(Region annotation items)

================

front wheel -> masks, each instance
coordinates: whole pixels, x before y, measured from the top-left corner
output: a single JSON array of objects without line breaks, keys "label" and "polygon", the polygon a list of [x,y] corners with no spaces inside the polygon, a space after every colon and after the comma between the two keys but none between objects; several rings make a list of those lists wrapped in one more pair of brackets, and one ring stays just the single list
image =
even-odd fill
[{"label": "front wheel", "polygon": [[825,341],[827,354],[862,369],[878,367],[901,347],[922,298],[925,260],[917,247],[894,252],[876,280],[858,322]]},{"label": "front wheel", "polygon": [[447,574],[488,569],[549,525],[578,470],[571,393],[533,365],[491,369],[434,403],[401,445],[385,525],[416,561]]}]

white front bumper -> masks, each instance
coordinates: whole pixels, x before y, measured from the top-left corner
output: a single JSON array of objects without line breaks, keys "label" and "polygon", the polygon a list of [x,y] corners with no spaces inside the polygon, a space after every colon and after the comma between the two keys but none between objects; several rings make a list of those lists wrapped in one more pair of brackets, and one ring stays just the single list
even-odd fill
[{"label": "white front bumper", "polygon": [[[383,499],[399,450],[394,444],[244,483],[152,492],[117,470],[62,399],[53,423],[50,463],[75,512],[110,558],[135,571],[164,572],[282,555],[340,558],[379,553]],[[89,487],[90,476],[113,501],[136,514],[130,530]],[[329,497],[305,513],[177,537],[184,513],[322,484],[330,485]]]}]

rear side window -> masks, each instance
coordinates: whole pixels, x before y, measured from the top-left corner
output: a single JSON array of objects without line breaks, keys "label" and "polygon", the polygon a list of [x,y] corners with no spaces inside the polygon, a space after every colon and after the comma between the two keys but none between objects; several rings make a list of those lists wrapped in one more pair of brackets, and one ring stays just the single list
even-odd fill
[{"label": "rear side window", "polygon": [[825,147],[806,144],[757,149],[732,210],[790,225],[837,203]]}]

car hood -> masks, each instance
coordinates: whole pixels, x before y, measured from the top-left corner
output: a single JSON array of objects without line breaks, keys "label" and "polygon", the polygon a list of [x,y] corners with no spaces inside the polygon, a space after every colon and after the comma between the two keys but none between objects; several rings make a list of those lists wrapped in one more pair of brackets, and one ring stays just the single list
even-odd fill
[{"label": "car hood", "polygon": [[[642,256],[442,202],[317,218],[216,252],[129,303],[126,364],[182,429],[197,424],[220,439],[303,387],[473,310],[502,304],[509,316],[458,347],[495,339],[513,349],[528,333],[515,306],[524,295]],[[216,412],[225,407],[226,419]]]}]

================

> [Problem to solve] Locate every line of the data above that contains the string "each", treating uppercase and lowercase as different, and copy those lines out in full.

> [Output below]
front wheel -> masks, each instance
white front bumper -> masks, each instance
rear side window -> masks, each instance
car hood -> masks, each instance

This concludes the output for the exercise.